--- Task requirements ---
Write out the records that appear below, verbatim and complete, but without pictures.

• • • • •

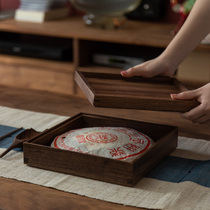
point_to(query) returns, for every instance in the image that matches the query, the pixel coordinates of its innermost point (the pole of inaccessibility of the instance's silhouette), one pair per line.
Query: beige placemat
(148, 193)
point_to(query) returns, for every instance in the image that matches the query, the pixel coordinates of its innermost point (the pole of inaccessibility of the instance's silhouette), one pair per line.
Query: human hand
(151, 68)
(201, 113)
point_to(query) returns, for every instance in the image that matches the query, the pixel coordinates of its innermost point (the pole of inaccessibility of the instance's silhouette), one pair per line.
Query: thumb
(130, 72)
(186, 95)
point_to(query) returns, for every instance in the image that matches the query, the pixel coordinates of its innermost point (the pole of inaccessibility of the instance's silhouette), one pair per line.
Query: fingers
(131, 72)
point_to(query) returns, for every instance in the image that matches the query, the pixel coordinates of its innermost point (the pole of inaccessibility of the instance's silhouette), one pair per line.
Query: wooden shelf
(147, 39)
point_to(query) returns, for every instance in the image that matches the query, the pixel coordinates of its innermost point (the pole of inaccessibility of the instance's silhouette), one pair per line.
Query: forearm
(196, 27)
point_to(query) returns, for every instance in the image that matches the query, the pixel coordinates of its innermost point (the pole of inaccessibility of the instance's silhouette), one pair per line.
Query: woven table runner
(180, 181)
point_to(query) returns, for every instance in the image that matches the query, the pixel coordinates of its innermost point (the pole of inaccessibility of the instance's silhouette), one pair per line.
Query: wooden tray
(114, 91)
(38, 153)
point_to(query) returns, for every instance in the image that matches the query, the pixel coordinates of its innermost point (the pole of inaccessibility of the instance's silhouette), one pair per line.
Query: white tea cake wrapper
(111, 142)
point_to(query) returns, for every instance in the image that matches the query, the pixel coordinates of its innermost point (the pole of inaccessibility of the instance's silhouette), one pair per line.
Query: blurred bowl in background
(105, 13)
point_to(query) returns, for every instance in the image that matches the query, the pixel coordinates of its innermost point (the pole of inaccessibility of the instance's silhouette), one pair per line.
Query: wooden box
(114, 91)
(38, 153)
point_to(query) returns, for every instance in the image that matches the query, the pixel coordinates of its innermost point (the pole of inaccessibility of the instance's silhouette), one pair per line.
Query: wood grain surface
(114, 91)
(23, 196)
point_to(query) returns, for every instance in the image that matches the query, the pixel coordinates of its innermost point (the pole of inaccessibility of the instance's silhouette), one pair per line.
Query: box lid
(114, 91)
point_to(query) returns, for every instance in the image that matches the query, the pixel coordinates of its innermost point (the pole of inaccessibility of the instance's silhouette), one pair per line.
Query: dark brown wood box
(38, 153)
(111, 90)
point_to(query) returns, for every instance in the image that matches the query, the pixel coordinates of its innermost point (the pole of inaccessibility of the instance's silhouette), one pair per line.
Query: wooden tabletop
(19, 195)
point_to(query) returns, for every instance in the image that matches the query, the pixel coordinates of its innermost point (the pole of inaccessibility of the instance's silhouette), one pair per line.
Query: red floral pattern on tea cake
(112, 142)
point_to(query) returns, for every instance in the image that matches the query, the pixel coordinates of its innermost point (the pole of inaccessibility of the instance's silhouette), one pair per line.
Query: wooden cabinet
(138, 39)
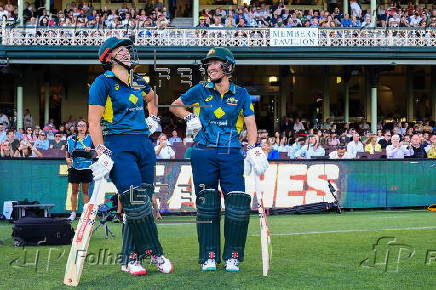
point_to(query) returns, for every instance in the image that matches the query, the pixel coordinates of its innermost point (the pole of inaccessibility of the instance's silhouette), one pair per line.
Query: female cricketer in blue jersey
(79, 159)
(221, 109)
(121, 136)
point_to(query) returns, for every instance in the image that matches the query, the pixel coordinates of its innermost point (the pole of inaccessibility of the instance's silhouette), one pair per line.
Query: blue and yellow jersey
(222, 116)
(77, 144)
(124, 106)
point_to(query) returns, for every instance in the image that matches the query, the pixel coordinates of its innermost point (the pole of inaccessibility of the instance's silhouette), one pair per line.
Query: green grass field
(309, 251)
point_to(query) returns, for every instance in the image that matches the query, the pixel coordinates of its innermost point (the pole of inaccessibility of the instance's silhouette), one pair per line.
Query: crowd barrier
(287, 183)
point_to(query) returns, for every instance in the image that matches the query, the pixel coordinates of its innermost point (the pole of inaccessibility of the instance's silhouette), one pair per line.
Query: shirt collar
(109, 74)
(211, 85)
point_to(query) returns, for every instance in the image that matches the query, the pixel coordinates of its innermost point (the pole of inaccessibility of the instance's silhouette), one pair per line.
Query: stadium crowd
(84, 15)
(280, 16)
(277, 15)
(295, 139)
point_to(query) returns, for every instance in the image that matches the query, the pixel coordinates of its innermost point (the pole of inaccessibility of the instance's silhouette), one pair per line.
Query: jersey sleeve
(140, 81)
(247, 106)
(98, 92)
(69, 144)
(192, 95)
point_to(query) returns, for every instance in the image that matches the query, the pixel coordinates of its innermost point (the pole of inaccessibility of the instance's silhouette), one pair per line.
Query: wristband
(101, 149)
(189, 117)
(155, 118)
(252, 146)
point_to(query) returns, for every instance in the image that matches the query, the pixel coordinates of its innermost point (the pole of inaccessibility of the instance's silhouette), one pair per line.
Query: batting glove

• • • • •

--- Result ---
point_to(query) returns, for every instance in the image that matches the query, the pixel coordinates of its innermost point (the pole of inaccessibility of the instance's silhouette), one pair per line.
Query: beige placemat
(148, 193)
point_to(query) returns, for every instance in the image that matches the query, the pixel coordinates of its innermost point (the pole of inaccessibility of the instance's silhouette), one pair per line.
Query: human hand
(151, 68)
(201, 113)
point_to(query) returns, for every instance in the image that matches the query, the pixel coordinates of its innermost point (the pole of inaccessibility of the instance's silhouette), one pair per line.
Query: thumb
(130, 72)
(186, 95)
point_to(query) returns, for every instance in the image that matches the query, the pixel coordinates of its innermost point (the pole of inaccessibility of the instance's silhouette), one pair per line.
Query: fingers
(131, 72)
point_to(query) returns, for every instance in the image that matches the query, the pixel coordinates of its innermost point (the pole of inaccessibility of the instance's silhouette), one pair per line.
Query: wooden shelf
(147, 39)
point_to(query) returns, for every instance in the image that matches the query, the pixel coordinates of its innermost point (the pole of inaccessibility of the instance's silhouette), one pair per line.
Query: forearm
(196, 27)
point_to(query) returns, for every instance in the image that matches the query, the pixel coordinates of its innermost point (the pole of inaccessibility of the instance's silhouette), one pair per line.
Query: woven table runner
(180, 181)
point_to(query) returns, for every instance in the image that matches the query, the pixel coordinates of its innermost point (the pole of inaccessibility of the instance's silhouette), one pair per line.
Query: wooden tray
(114, 91)
(38, 153)
point_to(query) returns, for every instance in the image that matches the query, the pixel coordinates of its innermost point (the pole of inaccessibility of the instance's silhouette), one pair per line.
Query: white tea cake wrapper
(111, 142)
point_to(query) returns, for every instance in the image that matches the query, the pixel coordinates of its innermost point (the pole of inaccessibility of the instance's silhouette), one pair per line.
Query: blurred bowl in background
(105, 13)
point_to(query) returns, for every instance in the image that matches the query, the pixel coordinates of its innermost point (the pole of inaccessibility of the instance's silhouette), one pair per line.
Query: wooden box
(114, 91)
(38, 153)
point_to(query) returns, for every instance in the image that matches the query, the pixel coordinates of its innermost point (the pole of inaccessibility of the instance's silhouette), one pair per line.
Query: wood grain surface
(114, 91)
(23, 196)
point_to(query) returns, for every instance in the image that matches the query, the pixel coordinates of its innermost point (the pole of inaccessibility of the instance's silhouette), one pair per line.
Query: box lid
(114, 91)
point_to(query) returns, for every instance in the image that matches the query, the pixel coordinates of its innermost point (the pole of inaccessibility of the instance's silhouette), one pair per line.
Query: dark brown wood box
(38, 153)
(111, 90)
point_to(query) returns, for every instance in the image that matches the query, the pixel coordinates of its innermost point (the pole of inaccessibility of the instance's silhouette), one pair per line.
Query: wooden tabletop
(19, 195)
point_to(query) returns, for every instance in the image that matches the query, the pixel coordinates of its innermost point (the pole of inaccessibility of the instance's silhouette), one pair per line.
Query: red floral pattern on tea cake
(112, 142)
point_to(query) returns, for every instance in the image that matches the query, the pixel coordinates of its innermost point (the pole of inaccessibility of the instance's silhouette), one pair per line.
Query: wooden cabinet
(138, 39)
point_to(query) returns, for every instance in the image that matches the query, the pixel coordinates of its innermost point (the pole of inaccessibility of the instance's silhouette), one pair per line.
Query: female cricketer in blue jersey
(79, 159)
(221, 109)
(121, 136)
point_to(query) returns, for every instance in the image that matches the query, the pixel coordinates of its innermost point (the pole of inaccessibility of the instance's silhouette), one pair per line.
Query: blue and yellow jersey
(222, 116)
(77, 144)
(124, 106)
point_to(query) returns, for every instance in the image that matches the query, the pixel coordinates of its innermost point (the pole of inaccessibility of the instance's silhouette), one pair per line.
Query: green grass field
(309, 251)
point_to(query) returns, for every instance in the image that matches the query, the pixel coordinates of its innermost point (the pole of inaccessibility of the instance's silhouette), one pair per line.
Query: crowd barrier
(287, 183)
point_to(query) returns, for every instance in the image that matches the query, the pixel coordinates of its innermost point (the pole of inaccessibility of the instance's silhouette), one pair per line.
Query: shirt collar
(109, 74)
(211, 85)
point_to(query) returns, for every instance in the image that matches the query, the pixel coordinates of its innermost point (the pole of inaccessibility of the instance's silhouette), one pair per line.
Query: stadium crowd
(84, 15)
(280, 16)
(277, 15)
(295, 139)
point_to(query) returns, for every instance in the image that matches the query, the pixel coordinates of its innermost point (the pole of inaccessibility of the instance's silhouette), one pair per line.
Query: jersey sleeve
(140, 81)
(247, 106)
(98, 92)
(69, 144)
(192, 95)
point_to(query) returns, for every instance in the image that matches the query, the pixel coordinates of its innermost point (the pole of inaccessibility of the instance's silhouette), one pair per line.
Query: wristband
(101, 149)
(189, 117)
(155, 118)
(252, 146)
point_to(query) returns, for every instance in the image that matches the query, the pixel coordinates of its innermost point (the pole of inaccessibility of the instance's silhouette), one pair per line.
Query: batting glove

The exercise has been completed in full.